SET EXERCISE
Rewrite these lines as a numbered list, skipping any blank lines.

LISTED ENTRIES
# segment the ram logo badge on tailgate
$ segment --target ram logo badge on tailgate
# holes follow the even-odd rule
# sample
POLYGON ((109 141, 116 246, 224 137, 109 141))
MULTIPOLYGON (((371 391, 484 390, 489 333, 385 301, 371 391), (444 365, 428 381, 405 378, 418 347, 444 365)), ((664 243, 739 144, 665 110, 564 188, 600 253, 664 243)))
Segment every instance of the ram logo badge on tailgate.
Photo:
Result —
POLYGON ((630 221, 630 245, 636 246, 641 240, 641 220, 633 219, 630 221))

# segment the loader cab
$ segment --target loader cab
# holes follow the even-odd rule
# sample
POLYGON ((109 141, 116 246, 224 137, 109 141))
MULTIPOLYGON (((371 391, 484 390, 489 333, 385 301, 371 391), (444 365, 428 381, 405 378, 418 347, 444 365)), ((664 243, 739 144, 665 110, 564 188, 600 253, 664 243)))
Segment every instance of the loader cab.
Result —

COMPLETED TASK
1. # segment the ram logo badge on tailgate
2. $ segment --target ram logo badge on tailgate
3. # holes follow the even-odd rule
4. # sample
5. POLYGON ((109 141, 116 246, 224 137, 109 141))
6. MULTIPOLYGON (((371 391, 484 390, 489 333, 385 301, 371 391), (444 365, 428 381, 405 378, 418 347, 444 365)), ((664 243, 739 144, 665 110, 564 188, 600 253, 664 243)))
7. Segment every instance of the ram logo badge on tailgate.
8. Photo:
9. Result —
10. POLYGON ((630 221, 630 245, 636 246, 641 240, 641 220, 633 219, 630 221))
11. # segment the loader cab
12. $ segment --target loader cab
13. # holes follow the even-odd rule
14. # sample
15. POLYGON ((109 141, 116 246, 224 137, 109 141))
16. MULTIPOLYGON (((371 391, 484 390, 489 333, 385 301, 371 391), (444 365, 428 381, 405 378, 418 347, 444 365)), ((664 243, 739 144, 665 110, 564 188, 600 253, 664 243)))
17. Segment every instance of the loader cab.
18. Result —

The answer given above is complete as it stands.